↓↓↓

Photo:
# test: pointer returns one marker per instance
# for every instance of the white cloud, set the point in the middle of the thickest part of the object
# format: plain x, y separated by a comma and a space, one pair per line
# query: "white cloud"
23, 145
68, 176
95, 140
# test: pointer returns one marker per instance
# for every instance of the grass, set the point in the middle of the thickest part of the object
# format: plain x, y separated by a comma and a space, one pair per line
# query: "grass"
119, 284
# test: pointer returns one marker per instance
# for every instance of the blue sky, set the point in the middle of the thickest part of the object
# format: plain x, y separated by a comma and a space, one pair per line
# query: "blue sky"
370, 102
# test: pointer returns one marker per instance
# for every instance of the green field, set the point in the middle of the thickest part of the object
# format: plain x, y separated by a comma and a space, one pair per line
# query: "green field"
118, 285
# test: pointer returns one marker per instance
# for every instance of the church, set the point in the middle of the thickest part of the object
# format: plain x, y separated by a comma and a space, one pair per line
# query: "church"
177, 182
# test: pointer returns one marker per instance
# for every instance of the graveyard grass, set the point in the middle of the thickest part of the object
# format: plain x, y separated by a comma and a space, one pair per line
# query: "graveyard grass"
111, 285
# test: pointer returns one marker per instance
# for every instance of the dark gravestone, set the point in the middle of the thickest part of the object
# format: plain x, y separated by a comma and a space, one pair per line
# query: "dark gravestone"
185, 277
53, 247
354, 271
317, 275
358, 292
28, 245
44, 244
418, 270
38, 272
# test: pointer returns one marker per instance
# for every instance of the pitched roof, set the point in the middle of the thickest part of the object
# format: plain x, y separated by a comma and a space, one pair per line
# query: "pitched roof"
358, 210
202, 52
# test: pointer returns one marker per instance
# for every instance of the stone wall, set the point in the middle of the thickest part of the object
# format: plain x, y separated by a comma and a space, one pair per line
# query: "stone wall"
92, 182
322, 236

↑↑↑

> TASK TO CARRY OUT
Gather every line from the data above that contains the string "query".

> REPLY
# query: "white cloud"
# query: "grass"
# query: "blue sky"
# query: "green field"
# query: "church"
# query: "graveyard grass"
# query: "dark gravestone"
# query: "pitched roof"
# query: "stone wall"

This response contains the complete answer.